Aim of the exercise →
The records should be repeated word for word, pictures excluded.

Stored rows →
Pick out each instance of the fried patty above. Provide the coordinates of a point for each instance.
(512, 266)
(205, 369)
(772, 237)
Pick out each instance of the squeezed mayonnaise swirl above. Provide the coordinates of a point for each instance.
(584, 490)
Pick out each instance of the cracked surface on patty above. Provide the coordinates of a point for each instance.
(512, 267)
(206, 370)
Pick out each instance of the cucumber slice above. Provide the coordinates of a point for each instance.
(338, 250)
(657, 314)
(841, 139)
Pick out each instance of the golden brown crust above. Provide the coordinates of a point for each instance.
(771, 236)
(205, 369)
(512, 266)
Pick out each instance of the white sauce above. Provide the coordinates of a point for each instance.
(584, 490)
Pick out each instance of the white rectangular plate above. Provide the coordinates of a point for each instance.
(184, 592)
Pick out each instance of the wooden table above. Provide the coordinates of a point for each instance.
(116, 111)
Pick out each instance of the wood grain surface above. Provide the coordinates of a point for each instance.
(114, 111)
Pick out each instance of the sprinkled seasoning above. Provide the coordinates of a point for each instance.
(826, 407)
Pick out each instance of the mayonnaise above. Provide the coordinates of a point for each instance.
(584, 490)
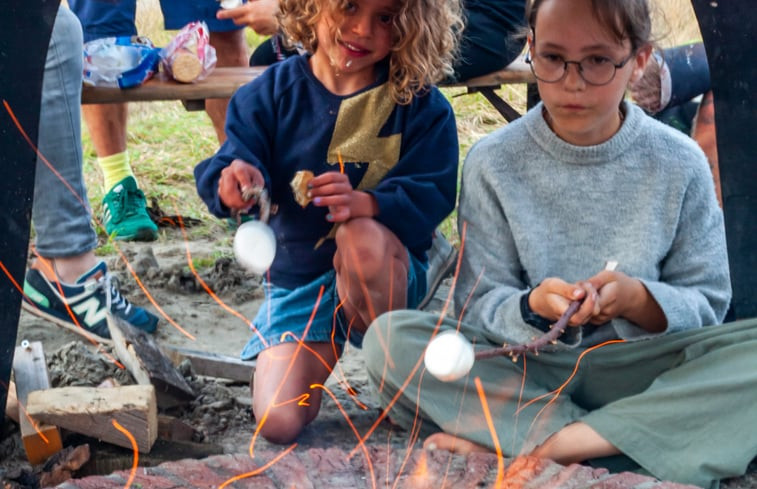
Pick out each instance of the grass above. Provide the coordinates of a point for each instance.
(165, 142)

The completed task →
Pick out each instance of the fried patty above. Provide the coordinates of a point for each instance.
(512, 266)
(205, 369)
(772, 237)
Pick out each instance of the squeezed mayonnaise swirl above. Provide the coordinates of a point for each instance.
(584, 490)
Pick out each instance of the cracked surface on patty above. Provide the coordinates of a point for each instance.
(512, 267)
(206, 370)
Pick out each instance of the cucumber slice above. Provide the coordinates of a point for each instance.
(338, 250)
(657, 314)
(841, 139)
Pick out each instance of the golden brown crust above. Provide the coordinates of a point for each instance.
(771, 236)
(205, 369)
(512, 266)
Pick out each instance of the white sauce above. Provide the coordinates of a point for each instance.
(584, 490)
Pick out each instance of the white rectangular plate above. Provide the coordinates of a point for each instance.
(184, 592)
Pick out each instance of the wooden table above. Provide the coordinates of a point for each instance.
(116, 111)
Pick out each instance of the wood grain surface above. Provide the coordinates of a point for each instance.
(114, 111)
Pick out each instance of the sprinkled seasoning above. Provide the coordinates of a point for each instance.
(826, 407)
Pick out each instance of the mayonnaise above. Provide the coordinates of a point for each instance.
(584, 490)
Pick out each instance of the grass above. Provide the coordinates of a point for each instance.
(165, 142)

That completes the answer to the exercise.